### Records supplied
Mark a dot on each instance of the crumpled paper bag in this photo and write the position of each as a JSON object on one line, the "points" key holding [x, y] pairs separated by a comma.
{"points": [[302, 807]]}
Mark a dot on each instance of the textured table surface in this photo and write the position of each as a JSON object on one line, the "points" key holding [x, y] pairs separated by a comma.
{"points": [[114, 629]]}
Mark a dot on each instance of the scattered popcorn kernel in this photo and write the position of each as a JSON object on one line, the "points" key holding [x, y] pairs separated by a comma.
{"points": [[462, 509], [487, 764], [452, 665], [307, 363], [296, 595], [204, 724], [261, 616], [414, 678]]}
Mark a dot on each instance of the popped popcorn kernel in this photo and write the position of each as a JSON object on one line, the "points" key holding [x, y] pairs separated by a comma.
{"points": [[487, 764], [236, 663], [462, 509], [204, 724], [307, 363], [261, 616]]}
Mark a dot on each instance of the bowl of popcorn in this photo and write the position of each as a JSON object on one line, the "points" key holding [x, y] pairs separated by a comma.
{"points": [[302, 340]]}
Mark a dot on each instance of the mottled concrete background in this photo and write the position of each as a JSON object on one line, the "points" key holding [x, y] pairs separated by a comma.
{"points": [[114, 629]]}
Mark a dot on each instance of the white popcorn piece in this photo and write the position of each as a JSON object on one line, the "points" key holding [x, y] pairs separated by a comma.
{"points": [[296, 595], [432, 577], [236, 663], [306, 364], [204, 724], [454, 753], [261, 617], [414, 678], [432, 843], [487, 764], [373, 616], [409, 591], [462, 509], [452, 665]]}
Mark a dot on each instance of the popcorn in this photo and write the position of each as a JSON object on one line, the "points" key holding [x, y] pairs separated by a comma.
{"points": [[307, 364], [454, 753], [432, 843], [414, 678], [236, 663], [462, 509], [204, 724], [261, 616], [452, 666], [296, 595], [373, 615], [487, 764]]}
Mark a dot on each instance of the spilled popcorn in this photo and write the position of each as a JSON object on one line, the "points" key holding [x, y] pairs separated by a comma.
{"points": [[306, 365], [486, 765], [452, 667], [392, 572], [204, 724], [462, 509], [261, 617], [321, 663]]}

### Problem details
Write the records out once more, exactly as shown.

### Task answer
Mark a dot on each instance of the crumpled paper bag in this photo and write the position of each as a JSON object on one line, the "points" key holding [x, y] pairs separated by a comma.
{"points": [[302, 807]]}
Mark a dot on each instance of the textured table surface in this photo and write the position of each as a JSON object on one line, the "points" key holding [x, y] pairs separated by a comma.
{"points": [[114, 629]]}
Mark a dot on each instance of the scattered popcorn kernel in this photo and write the position of each as a JSON object on one line, the "points" key holding [x, y] pairs separated by a comma.
{"points": [[462, 509], [487, 764], [452, 665], [307, 363], [296, 595], [204, 724], [261, 616], [414, 678]]}
Mark a dot on each instance of the popped popcorn kernel in this photo and write the position of each as a JSON object on one line, the "points" key holding [x, y] pairs separated by a comma.
{"points": [[487, 764], [236, 663], [462, 509], [204, 724], [307, 363], [261, 616]]}
Mark a dot on each instance of the bowl of popcorn in this photo and write the position of each as a JSON object on one line, the "points" key holding [x, y] pairs separated by a comma.
{"points": [[302, 340]]}
Mark a dot on each instance of the mottled concrete background in this photo and write the position of each as a JSON object on one line, the "points" key holding [x, y] pairs separated by a comma.
{"points": [[114, 629]]}
Mark a dot on each instance of the white popcorn piece in this photo and write the position of each as a JSON object on one line, the "points" key holding [x, y] pairs separated by a comma.
{"points": [[296, 595], [432, 577], [236, 663], [306, 364], [204, 724], [454, 753], [261, 617], [414, 678], [432, 843], [487, 764], [373, 616], [409, 591], [462, 509], [452, 665]]}
Mark a dot on each instance of the popcorn in this photo and write the position of each as a JSON object on one line, the "points" key holding [x, y] pairs separated by a comma.
{"points": [[307, 364], [454, 753], [432, 843], [414, 678], [236, 663], [462, 509], [204, 724], [261, 616], [452, 666], [296, 595], [373, 615], [487, 764]]}
Mark a dot on each instance of the spilled popcorn in this photo and write the position of each as a JSON object on one line, the "points" key holding [x, y] pairs separated by a comma.
{"points": [[306, 365], [486, 765], [452, 667], [392, 572], [204, 724], [462, 509], [261, 617], [321, 663]]}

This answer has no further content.